━━━ Dataset records

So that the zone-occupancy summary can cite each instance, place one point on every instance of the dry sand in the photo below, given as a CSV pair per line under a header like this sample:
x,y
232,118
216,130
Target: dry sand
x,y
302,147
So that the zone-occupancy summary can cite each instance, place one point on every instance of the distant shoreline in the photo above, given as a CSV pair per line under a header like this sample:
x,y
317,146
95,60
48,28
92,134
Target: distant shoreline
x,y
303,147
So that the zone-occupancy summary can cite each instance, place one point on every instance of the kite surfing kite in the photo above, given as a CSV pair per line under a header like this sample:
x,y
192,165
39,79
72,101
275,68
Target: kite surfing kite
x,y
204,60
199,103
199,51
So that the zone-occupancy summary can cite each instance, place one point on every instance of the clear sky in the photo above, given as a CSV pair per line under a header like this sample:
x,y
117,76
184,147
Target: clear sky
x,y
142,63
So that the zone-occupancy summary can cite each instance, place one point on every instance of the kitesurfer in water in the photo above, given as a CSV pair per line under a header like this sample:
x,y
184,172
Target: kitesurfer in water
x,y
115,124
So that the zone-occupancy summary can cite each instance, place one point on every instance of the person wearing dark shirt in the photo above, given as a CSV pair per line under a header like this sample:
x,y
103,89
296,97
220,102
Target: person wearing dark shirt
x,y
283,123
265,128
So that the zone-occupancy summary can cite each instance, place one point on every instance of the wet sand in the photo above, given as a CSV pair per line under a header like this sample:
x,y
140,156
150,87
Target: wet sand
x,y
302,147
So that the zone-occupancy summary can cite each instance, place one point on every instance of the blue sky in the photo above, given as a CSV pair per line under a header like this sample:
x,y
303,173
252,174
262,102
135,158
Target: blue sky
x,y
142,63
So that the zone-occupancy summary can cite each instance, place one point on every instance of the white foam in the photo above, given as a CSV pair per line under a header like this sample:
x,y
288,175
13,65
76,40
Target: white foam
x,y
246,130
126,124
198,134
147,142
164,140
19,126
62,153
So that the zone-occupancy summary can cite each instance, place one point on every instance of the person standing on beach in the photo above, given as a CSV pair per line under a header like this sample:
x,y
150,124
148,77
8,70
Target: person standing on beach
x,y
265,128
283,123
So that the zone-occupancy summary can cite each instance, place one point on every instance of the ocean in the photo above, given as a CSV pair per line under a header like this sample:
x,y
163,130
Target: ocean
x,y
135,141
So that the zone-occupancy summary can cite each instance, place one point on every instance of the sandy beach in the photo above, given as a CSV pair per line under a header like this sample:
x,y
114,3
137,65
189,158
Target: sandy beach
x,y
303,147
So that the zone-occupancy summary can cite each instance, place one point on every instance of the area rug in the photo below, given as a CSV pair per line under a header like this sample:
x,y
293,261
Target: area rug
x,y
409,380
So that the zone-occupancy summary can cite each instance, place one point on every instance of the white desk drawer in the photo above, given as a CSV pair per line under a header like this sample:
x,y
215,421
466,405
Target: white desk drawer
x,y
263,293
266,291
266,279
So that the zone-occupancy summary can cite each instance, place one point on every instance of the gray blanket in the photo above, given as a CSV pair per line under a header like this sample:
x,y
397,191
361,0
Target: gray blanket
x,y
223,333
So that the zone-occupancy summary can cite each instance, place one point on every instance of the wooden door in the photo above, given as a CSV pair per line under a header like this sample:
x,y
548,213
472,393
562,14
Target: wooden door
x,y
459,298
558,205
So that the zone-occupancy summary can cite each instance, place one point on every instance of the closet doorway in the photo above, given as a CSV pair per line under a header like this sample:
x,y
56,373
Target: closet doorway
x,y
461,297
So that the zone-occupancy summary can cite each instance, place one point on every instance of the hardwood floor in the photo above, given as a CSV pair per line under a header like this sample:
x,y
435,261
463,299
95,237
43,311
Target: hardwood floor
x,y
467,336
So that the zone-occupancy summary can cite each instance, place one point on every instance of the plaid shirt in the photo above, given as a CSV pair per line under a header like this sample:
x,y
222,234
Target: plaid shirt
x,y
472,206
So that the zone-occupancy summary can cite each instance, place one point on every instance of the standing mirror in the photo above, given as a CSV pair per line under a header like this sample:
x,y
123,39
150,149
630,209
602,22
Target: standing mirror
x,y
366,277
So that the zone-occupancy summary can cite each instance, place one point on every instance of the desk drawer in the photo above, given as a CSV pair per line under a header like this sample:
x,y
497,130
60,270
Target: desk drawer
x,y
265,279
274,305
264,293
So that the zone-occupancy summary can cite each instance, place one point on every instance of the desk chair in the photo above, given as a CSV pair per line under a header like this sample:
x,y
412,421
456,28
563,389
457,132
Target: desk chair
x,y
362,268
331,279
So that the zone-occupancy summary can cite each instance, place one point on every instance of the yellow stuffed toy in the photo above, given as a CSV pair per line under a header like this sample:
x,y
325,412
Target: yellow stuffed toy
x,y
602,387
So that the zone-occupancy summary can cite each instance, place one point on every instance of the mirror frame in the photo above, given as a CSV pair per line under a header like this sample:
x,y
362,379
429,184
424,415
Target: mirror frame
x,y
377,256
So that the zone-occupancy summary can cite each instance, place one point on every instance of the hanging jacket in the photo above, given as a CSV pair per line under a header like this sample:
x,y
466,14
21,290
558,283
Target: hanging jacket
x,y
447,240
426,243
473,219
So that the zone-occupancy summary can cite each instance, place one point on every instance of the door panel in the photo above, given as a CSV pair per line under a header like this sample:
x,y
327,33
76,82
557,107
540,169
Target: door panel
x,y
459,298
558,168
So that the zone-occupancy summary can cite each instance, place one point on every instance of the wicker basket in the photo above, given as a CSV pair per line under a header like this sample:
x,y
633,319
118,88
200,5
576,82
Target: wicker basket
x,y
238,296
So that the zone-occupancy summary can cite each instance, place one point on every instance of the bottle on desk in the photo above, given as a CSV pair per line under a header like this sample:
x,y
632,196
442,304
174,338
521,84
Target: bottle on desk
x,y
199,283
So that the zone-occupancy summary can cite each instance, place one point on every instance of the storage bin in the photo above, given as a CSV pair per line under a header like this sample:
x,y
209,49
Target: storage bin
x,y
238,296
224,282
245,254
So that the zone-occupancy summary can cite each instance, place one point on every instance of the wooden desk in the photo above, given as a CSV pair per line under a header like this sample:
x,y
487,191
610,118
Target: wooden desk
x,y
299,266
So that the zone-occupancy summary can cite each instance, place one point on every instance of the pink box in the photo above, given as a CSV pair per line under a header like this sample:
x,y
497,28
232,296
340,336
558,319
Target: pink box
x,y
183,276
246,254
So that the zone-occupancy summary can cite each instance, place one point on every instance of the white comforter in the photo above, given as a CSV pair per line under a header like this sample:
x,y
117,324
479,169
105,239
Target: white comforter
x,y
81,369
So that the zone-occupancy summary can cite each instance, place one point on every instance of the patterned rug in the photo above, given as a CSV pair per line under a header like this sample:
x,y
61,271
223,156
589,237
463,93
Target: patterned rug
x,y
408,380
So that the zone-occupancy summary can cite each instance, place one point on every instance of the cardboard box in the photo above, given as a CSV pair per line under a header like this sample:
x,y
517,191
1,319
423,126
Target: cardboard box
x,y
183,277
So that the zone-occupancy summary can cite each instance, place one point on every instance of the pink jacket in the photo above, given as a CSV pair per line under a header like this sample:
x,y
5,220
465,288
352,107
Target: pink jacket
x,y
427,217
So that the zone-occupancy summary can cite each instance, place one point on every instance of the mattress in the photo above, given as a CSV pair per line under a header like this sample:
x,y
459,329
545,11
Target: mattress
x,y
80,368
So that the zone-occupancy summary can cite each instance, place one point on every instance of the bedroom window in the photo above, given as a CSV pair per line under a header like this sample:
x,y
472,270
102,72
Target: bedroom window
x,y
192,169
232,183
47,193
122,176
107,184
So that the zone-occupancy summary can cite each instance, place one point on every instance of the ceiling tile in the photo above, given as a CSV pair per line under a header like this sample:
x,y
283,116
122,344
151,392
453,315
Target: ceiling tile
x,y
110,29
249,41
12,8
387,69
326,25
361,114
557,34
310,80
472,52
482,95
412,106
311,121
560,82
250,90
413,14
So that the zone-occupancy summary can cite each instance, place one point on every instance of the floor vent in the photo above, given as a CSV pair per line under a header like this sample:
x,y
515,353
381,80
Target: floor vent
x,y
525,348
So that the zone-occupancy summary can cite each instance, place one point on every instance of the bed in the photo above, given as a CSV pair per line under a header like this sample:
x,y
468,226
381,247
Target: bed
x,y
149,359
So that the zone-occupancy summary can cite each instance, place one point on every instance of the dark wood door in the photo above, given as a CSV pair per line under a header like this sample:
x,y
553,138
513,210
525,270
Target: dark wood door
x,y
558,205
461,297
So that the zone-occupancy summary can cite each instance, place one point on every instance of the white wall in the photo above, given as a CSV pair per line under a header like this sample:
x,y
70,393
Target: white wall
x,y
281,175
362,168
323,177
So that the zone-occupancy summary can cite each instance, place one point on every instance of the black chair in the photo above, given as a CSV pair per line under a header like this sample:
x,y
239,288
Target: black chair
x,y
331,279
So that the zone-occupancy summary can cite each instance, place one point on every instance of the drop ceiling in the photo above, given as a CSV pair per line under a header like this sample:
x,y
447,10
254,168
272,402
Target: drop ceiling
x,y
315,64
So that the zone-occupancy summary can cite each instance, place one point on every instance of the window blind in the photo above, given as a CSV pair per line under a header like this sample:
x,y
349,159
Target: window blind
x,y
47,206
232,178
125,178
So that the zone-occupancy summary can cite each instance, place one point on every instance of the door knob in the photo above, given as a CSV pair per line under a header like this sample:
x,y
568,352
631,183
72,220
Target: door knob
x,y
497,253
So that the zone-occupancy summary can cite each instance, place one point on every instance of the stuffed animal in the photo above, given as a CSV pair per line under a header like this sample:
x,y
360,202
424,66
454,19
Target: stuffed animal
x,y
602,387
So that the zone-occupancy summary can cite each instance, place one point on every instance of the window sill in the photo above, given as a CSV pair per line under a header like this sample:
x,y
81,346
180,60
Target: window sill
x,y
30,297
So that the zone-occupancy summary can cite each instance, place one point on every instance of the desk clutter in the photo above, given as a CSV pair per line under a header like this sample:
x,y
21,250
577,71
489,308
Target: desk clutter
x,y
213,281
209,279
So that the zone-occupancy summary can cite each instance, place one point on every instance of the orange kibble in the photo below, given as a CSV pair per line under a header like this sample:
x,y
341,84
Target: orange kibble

━━━━━━

What the task requires ▸ From the data above, state how many lines hold the string "kibble", and give the number without other words.

Answer to this exercise ▸ 2